- _TO BE DONE_: Convert the rows from the line containing "Practice step: put one dot on the shuttered" through the end of the rows into a two-column CSV with the columns text and answer. Give one CSV line for each row of text, with that text in the first quoted field and the coordinate lines beneath it in the second, replacing line breaks with spaces.

- _EXERCISE MATERIALS_:
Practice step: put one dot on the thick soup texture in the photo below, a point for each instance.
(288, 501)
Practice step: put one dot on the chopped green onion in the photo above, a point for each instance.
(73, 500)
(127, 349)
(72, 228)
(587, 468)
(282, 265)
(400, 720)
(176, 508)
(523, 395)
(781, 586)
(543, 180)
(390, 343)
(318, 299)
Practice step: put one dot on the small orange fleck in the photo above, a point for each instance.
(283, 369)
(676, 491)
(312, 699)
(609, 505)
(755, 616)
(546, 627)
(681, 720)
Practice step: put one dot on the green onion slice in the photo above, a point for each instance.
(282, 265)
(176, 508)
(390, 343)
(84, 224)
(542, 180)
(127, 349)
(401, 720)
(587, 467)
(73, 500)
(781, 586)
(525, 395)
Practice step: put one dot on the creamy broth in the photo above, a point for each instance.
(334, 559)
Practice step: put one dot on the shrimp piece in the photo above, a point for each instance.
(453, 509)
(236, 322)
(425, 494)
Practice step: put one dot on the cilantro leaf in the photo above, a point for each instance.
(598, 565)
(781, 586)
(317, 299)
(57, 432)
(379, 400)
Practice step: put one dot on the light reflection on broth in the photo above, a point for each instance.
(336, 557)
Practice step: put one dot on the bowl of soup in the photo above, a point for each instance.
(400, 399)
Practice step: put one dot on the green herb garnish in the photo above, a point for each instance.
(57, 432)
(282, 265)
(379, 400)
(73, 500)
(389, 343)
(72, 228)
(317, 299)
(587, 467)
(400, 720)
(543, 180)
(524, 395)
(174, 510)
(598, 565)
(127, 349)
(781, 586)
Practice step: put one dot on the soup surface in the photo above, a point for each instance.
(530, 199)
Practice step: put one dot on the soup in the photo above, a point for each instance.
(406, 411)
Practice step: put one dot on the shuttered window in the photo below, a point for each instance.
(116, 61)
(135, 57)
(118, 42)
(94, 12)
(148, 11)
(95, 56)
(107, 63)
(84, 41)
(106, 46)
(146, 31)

- _ANSWER IN FULL_:
text,answer
"Practice step: put one dot on the shuttered window in the photo below, a point for each instance.","(116, 61) (135, 57) (118, 42) (94, 12) (148, 11) (95, 56) (107, 63) (84, 41) (106, 46) (146, 31)"